The result must match the data exactly, line for line.

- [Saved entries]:
------------------------------------

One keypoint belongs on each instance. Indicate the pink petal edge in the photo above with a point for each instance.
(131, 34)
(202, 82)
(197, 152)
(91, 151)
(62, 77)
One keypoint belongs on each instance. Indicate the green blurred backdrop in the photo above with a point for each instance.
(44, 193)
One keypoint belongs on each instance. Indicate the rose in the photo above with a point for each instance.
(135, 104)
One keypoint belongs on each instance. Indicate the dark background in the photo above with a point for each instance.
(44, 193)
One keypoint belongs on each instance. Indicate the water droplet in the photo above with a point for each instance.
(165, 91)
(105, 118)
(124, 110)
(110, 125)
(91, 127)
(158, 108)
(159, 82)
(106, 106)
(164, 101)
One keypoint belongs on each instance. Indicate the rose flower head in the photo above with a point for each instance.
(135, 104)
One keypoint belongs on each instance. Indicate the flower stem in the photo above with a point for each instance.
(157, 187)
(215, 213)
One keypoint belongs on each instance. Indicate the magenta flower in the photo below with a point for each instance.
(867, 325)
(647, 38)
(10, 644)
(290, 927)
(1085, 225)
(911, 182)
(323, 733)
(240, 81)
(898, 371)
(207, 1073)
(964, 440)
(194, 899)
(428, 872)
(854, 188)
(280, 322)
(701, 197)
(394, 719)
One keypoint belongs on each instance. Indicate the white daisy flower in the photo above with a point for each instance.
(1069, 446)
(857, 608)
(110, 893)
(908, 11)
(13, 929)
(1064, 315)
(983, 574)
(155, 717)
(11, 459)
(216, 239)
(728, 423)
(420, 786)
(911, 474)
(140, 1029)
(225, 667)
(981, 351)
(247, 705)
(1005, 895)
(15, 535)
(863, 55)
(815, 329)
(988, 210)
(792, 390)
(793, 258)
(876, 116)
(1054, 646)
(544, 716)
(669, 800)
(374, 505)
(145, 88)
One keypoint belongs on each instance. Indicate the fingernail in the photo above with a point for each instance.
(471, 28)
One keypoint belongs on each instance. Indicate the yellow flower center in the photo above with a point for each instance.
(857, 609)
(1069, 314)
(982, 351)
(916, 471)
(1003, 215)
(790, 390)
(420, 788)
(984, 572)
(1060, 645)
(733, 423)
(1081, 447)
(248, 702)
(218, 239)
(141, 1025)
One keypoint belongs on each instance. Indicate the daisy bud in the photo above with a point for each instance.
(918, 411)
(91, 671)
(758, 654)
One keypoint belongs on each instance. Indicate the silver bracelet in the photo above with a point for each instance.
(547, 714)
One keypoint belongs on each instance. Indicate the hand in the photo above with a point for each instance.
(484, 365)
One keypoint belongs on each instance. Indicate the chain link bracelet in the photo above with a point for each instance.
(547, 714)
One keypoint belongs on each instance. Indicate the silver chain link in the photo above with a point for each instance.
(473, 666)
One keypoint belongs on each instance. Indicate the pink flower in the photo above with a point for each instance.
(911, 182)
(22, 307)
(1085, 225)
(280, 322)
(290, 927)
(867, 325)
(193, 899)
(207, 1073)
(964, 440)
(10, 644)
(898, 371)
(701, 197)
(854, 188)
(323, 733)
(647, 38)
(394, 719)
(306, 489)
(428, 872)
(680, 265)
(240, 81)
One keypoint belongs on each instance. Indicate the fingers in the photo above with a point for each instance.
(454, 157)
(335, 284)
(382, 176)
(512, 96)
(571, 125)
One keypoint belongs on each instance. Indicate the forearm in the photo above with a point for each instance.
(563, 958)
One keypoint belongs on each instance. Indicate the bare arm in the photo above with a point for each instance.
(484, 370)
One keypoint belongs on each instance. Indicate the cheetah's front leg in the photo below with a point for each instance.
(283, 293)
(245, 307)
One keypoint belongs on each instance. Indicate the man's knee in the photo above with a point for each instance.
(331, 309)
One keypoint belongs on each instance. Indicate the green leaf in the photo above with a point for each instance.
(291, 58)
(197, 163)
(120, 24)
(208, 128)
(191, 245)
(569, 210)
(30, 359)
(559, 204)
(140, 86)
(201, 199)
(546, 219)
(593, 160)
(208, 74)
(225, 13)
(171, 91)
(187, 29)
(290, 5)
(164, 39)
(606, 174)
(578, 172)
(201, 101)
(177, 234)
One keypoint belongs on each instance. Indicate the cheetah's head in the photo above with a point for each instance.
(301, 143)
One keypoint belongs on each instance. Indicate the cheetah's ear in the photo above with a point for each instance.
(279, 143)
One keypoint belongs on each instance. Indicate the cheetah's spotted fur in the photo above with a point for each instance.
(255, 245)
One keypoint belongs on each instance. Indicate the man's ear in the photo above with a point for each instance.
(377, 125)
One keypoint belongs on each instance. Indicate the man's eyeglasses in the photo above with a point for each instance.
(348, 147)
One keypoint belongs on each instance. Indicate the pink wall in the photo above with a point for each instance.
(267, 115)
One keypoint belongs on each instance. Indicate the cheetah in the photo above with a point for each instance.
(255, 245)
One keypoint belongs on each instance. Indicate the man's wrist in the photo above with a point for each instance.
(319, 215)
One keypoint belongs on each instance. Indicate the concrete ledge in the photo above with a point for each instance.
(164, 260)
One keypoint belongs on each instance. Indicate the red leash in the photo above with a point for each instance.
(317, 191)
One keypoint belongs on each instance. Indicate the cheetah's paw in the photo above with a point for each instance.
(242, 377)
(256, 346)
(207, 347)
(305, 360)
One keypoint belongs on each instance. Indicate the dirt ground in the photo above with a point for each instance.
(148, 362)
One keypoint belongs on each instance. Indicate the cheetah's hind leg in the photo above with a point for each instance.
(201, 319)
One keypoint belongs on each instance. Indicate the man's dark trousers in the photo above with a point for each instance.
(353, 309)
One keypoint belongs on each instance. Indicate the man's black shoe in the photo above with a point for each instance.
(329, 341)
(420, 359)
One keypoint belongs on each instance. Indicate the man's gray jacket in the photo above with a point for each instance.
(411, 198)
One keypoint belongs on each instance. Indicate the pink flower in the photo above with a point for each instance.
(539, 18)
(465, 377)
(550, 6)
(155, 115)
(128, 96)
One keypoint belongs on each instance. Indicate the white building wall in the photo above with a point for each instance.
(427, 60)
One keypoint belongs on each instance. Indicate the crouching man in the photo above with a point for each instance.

------------------------------------

- [Result of the exercise]:
One keypoint belongs on each instance. Indicate the pink petal edge in the photo above with a point for each instance.
(131, 34)
(202, 82)
(197, 152)
(91, 151)
(62, 77)
One keypoint belongs on each instance. Indicate the green blurred backdrop in the photo above with a point for each instance.
(44, 193)
One keypoint belongs on each instance. Indicate the rose in the photo above with a point for each instance.
(135, 104)
One keypoint belongs on each instance. Indicate the dark background in the photo above with a point for each instance.
(44, 193)
One keypoint belongs on each instance. Indicate the water droplet in the photo above with a point for each instance.
(165, 91)
(105, 118)
(124, 110)
(110, 125)
(91, 127)
(158, 108)
(159, 82)
(106, 106)
(164, 101)
One keypoint belongs on each instance. Indicate the rose flower head in the photo above with a point for each instance.
(135, 104)
One keypoint belongs on each instance. Indicate the flower stem in the photo above with a point for each instance.
(157, 187)
(215, 213)
One keypoint belongs on each instance. Indicate the magenta flower in the photo below with a point for each instance.
(867, 325)
(647, 38)
(10, 644)
(290, 927)
(1085, 225)
(911, 182)
(323, 733)
(240, 81)
(898, 371)
(207, 1073)
(964, 440)
(194, 899)
(428, 872)
(854, 188)
(280, 322)
(701, 197)
(394, 719)
One keypoint belongs on each instance. Indicate the white daisy flower in the photo above with a point for each instance.
(1069, 446)
(857, 608)
(110, 893)
(908, 11)
(13, 929)
(1064, 315)
(983, 574)
(155, 717)
(11, 459)
(216, 239)
(728, 423)
(420, 786)
(911, 474)
(140, 1029)
(225, 667)
(981, 351)
(247, 705)
(1005, 895)
(15, 535)
(863, 55)
(815, 329)
(988, 210)
(792, 390)
(793, 258)
(876, 116)
(1054, 646)
(544, 716)
(669, 800)
(374, 505)
(145, 88)
One keypoint belongs on each instance. Indicate the fingernail in the photo above with a point for each instance.
(471, 28)
One keypoint belongs on each instance. Indicate the yellow flower center in the photo above with a point for each instance.
(857, 609)
(1069, 314)
(982, 351)
(916, 471)
(1003, 215)
(790, 390)
(420, 788)
(984, 572)
(1060, 645)
(733, 423)
(1081, 447)
(248, 702)
(218, 239)
(141, 1025)
One keypoint belongs on each instance. Indicate the daisy bud in the photo above with a point for each instance.
(918, 411)
(91, 671)
(758, 654)
One keypoint belongs on each instance. Indicate the silver bracelet in the photo above with a point for each instance.
(547, 714)
One keypoint belongs on each instance. Indicate the hand in the photo above with a point for each instance.
(484, 365)
One keypoint belongs on each instance. Indicate the chain link bracelet in the photo above with a point for each instance.
(547, 714)
One keypoint belongs on each instance. Indicate the silver chain link in the photo above with a point for each instance.
(473, 666)
One keypoint belongs on each instance. Indicate the pink flower in the photo above with a point for each instance.
(911, 182)
(22, 307)
(1085, 225)
(280, 322)
(290, 927)
(867, 325)
(193, 899)
(207, 1073)
(964, 440)
(10, 644)
(898, 371)
(701, 197)
(854, 188)
(323, 733)
(647, 38)
(394, 719)
(306, 489)
(428, 872)
(680, 265)
(240, 81)
One keypoint belongs on each instance. Indicate the fingers in the photo above with a point for each instance.
(454, 157)
(335, 284)
(382, 176)
(512, 96)
(571, 125)
One keypoint belongs on each instance. Indicate the forearm in the photo above with a point for each instance.
(563, 958)
One keypoint belongs on each instance. Indicate the bare arm in the photo above with a point for each instance.
(484, 370)
One keypoint belongs on each instance. Indicate the cheetah's front leg in the photo below with a point for each instance.
(283, 293)
(245, 307)
One keypoint belongs on each instance. Indicate the man's knee in the photo above with a point for each instance.
(331, 309)
One keypoint belongs on each instance. Indicate the green leaf in the photo above with a point for each instance.
(291, 58)
(197, 163)
(120, 24)
(208, 128)
(191, 245)
(569, 210)
(30, 359)
(559, 204)
(140, 86)
(201, 199)
(546, 219)
(593, 160)
(208, 74)
(225, 13)
(171, 91)
(187, 29)
(290, 5)
(164, 39)
(606, 174)
(578, 172)
(201, 101)
(177, 234)
One keypoint belongs on each instance. Indicate the cheetah's head in the photo above with a point for each instance.
(301, 143)
One keypoint belongs on each instance. Indicate the cheetah's ear in the photo above with a point for each instance.
(279, 143)
One keypoint belongs on each instance. Indicate the cheetah's spotted fur in the photo above with a point for each instance.
(255, 245)
One keypoint belongs on each instance. Indicate the man's ear in the photo above with a point for each instance.
(377, 125)
One keypoint belongs on each instance. Indicate the man's eyeglasses in the photo above with a point for each instance.
(348, 147)
One keypoint belongs on each instance. Indicate the pink wall in the photo above with a point for each instance.
(267, 115)
One keypoint belongs on each instance. Indicate the cheetah in the photo above with a point for each instance.
(255, 245)
One keypoint belongs on each instance. Indicate the man's wrist in the photo above with a point for each instance.
(319, 215)
One keypoint belongs on each instance. Indicate the concrete ledge in the photo above with a point for each instance.
(164, 260)
One keypoint belongs on each instance. Indicate the red leash in the photo above with a point for each instance.
(317, 191)
One keypoint belongs on each instance. Indicate the cheetah's paw in the photo above with a point for each instance.
(242, 377)
(256, 346)
(207, 347)
(305, 360)
One keypoint belongs on each instance. Indicate the dirt ground in the photo above with a point for each instance.
(148, 362)
One keypoint belongs on each instance. Indicate the cheetah's hind leg in the photo above with a point for each instance.
(201, 319)
One keypoint belongs on each instance. Indicate the man's dark trousers in the photo above with a point for each instance.
(353, 309)
One keypoint belongs on each instance. Indicate the man's black shoe in the photo above with a point for each instance.
(329, 341)
(420, 359)
One keypoint belongs on each instance. Indicate the man's gray jacket in the photo above with a point for each instance.
(411, 198)
One keypoint belongs on each instance. Indicate the pink flower in the photo above with a point for each instance.
(539, 18)
(465, 377)
(550, 6)
(155, 115)
(128, 96)
One keypoint belongs on each instance. Indicate the white building wall in the photo above with a point for each instance.
(427, 60)
One keypoint belongs on each instance. Indicate the crouching man in the photo above with a point for each instance.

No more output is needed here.